=== Texto extraído ===
El ministerio peruano de Energía y Minas estima que el país tiene 3.231 pasivos ambientales generados por los hidrocarburos. De ellos, 152 son de alto riesgo, casi todos en regiones amazónicas como las cuencas del Pastaza y el Marañón. Entre 2012 y 2018, 61 derrames de petróleo vertieron al menos cuatro millones de litros de crudo. Pero algo se está avanzando.
El pasado 22 de julio, el gobierno de Lima creó la reserva indígena Kakataibo Norte y Sur con una superficie de 148.996 hectáreas, que tendrá un sistema de vigilancia con patrullajes fluviales, terrestres y aéreos. La reserva se sumará a otras seis en las regiones de Madre de Dios, Cusco, Huánuco, Loreto y Ucayali, que en su conjunto cubren 3.967.341 hectáreas de la Amazonía peruana.
Maestros de la supervivencia
Durante la guerra interna (1980-2001), Sendero Luminoso levantó campamentos de trabajo forzoso donde tuvo cautivos a cientos de asháninkas. Más de 30 comunidades desaparecieron, unos 10.000 indígenas fueron desplazados, 5.000 secuestrados y 6.000 asesinados, cerca del 10% del total de muertes registradas en el conflicto, según la Comisión de la Verdad y Reconciliación.
Cuando son atacados, los asháninkas tienen la reputación de ser los guerreros más fieros de los pueblos amazónicos. En sus comunidades, ni la tierra ni los sitios de caza o pesca tienen dueño. Ayumpari es el término con el que designan una relación de intercambio de dones y objetos, una reciprocidad que hace posible la cohesión social y cultural de miles de familias esparcidas en un territorio inmenso y separadas por días de caminatas o navegación. En la mitología asháninka, kamári es la esencia del mal y los traficantes de cocaína y madera, como los senderistas antes que ellos, son su encarnación más reciente.
=== Datos de entrada ===
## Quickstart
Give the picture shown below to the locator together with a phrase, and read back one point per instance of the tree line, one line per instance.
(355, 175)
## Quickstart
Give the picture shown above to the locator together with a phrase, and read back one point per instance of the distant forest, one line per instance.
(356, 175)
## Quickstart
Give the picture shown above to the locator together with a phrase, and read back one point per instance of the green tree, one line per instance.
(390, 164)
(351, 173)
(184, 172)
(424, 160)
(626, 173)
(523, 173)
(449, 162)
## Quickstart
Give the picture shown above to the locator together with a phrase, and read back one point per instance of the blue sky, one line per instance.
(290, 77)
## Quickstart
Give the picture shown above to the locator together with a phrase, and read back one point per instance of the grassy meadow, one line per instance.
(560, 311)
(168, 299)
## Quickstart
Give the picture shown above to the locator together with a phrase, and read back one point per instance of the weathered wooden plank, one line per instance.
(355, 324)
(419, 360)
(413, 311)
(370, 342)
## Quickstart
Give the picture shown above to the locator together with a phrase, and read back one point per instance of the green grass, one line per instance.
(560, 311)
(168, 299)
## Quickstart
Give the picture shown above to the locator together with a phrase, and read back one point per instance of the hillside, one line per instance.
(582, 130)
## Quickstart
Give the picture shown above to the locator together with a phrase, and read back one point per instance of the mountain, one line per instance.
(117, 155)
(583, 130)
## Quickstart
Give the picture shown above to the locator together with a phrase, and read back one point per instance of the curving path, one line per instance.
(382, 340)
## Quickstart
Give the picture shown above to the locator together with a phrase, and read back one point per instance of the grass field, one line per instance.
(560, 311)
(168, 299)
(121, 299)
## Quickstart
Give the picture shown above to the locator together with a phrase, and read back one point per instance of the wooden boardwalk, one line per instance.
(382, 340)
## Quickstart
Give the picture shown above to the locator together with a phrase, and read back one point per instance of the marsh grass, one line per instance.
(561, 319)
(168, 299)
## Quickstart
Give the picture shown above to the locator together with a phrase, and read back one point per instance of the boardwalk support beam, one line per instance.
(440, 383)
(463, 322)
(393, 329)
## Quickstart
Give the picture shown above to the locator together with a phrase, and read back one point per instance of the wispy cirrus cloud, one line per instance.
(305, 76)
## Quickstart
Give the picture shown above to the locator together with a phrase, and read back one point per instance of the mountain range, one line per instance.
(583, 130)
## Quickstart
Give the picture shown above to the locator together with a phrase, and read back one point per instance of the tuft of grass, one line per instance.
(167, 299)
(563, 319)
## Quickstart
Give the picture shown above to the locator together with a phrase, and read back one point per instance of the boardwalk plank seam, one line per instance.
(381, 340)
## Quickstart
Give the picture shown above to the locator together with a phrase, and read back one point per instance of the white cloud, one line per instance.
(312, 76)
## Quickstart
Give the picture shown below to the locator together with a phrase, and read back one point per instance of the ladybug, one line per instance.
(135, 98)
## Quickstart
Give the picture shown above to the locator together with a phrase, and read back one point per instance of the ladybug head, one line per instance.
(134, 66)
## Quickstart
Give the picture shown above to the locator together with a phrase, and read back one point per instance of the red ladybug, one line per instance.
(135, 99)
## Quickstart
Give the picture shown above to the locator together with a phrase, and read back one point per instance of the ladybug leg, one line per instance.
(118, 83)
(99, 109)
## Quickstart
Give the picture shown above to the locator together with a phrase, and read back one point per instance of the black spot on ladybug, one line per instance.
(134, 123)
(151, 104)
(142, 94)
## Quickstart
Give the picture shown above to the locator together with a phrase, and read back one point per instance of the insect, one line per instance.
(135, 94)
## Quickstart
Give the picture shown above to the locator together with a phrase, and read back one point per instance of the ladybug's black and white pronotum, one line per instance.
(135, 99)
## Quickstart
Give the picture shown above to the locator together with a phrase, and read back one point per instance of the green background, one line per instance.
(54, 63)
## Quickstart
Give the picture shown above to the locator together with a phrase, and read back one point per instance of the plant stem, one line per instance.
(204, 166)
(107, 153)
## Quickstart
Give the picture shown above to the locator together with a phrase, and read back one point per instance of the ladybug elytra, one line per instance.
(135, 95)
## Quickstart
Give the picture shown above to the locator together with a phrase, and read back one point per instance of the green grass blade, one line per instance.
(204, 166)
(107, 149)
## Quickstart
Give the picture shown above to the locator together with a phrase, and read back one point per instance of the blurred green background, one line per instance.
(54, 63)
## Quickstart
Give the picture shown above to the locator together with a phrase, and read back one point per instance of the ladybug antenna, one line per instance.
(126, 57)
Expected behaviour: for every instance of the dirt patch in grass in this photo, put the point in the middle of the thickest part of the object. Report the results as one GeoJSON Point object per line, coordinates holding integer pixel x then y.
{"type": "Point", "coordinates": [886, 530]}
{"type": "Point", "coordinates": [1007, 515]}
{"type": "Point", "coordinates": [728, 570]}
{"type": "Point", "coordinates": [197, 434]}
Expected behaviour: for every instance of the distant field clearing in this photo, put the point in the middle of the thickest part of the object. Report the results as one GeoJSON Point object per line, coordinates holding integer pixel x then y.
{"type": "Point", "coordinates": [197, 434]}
===
Sobre la tarea
Extrae el texto sobre la Amazonía peruana completo, sin cambiar ni una palabra. Las entradas no hacen falta para nada de esto.

Respuesta final
El ministerio peruano de Energía y Minas estima que el país tiene 3.231 pasivos ambientales generados por los hidrocarburos. De ellos, 152 son de alto riesgo, casi todos en regiones amazónicas como las cuencas del Pastaza y el Marañón. Entre 2012 y 2018, 61 derrames de petróleo vertieron al menos cuatro millones de litros de crudo. Pero algo se está avanzando.
El pasado 22 de julio, el gobierno de Lima creó la reserva indígena Kakataibo Norte y Sur con una superficie de 148.996 hectáreas, que tendrá un sistema de vigilancia con patrullajes fluviales, terrestres y aéreos. La reserva se sumará a otras seis en las regiones de Madre de Dios, Cusco, Huánuco, Loreto y Ucayali, que en su conjunto cubren 3.967.341 hectáreas de la Amazonía peruana.
Maestros de la supervivencia
Durante la guerra interna (1980-2001), Sendero Luminoso levantó campamentos de trabajo forzoso donde tuvo cautivos a cientos de asháninkas. Más de 30 comunidades desaparecieron, unos 10.000 indígenas fueron desplazados, 5.000 secuestrados y 6.000 asesinados, cerca del 10% del total de muertes registradas en el conflicto, según la Comisión de la Verdad y Reconciliación.
Cuando son atacados, los asháninkas tienen la reputación de ser los guerreros más fieros de los pueblos amazónicos. En sus comunidades, ni la tierra ni los sitios de caza o pesca tienen dueño. Ayumpari es el término con el que designan una relación de intercambio de dones y objetos, una reciprocidad que hace posible la cohesión social y cultural de miles de familias esparcidas en un territorio inmenso y separadas por días de caminatas o navegación. En la mitología asháninka, kamári es la esencia del mal y los traficantes de cocaína y madera, como los senderistas antes que ellos, son su encarnación más reciente.